[Natural language region descriptions]
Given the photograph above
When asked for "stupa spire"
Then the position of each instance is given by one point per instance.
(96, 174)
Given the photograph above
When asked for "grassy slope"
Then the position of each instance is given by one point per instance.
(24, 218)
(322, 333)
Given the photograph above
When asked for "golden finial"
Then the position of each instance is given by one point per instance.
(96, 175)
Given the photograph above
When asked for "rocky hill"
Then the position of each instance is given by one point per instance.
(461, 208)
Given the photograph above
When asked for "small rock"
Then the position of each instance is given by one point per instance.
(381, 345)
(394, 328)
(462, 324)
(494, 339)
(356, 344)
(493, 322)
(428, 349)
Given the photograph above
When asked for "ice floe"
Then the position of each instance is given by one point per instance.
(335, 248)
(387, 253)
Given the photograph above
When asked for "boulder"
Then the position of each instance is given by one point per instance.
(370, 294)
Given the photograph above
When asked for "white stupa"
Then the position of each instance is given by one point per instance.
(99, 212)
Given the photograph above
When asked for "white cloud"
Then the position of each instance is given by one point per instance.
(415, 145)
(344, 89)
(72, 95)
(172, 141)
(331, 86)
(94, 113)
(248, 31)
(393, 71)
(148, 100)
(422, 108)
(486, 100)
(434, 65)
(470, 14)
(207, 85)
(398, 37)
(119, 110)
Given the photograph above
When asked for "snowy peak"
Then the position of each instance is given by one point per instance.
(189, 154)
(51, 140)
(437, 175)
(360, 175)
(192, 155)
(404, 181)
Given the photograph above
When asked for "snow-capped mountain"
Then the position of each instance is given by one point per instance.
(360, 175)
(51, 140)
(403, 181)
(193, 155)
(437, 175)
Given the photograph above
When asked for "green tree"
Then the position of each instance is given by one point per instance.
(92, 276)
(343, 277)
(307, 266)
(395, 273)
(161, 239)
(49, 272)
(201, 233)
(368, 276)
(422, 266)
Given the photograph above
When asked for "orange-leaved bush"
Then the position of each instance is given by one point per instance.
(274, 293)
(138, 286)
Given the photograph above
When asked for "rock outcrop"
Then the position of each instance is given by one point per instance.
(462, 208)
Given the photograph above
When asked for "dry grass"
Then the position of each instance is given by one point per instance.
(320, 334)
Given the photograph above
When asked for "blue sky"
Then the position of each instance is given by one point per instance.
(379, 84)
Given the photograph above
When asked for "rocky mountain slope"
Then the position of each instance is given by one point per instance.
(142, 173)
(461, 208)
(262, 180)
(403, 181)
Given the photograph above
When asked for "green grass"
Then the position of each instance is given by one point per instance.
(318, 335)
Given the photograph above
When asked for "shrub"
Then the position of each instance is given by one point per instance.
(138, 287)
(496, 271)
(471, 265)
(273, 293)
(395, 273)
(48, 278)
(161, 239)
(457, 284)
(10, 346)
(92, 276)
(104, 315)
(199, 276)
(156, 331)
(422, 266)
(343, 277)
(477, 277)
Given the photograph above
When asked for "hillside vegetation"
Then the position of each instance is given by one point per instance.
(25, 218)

Problem statement: Scan the data above for the string "stupa" and copy each line where it appears.

Reply:
When asked for "stupa spire"
When asked for "white stupa"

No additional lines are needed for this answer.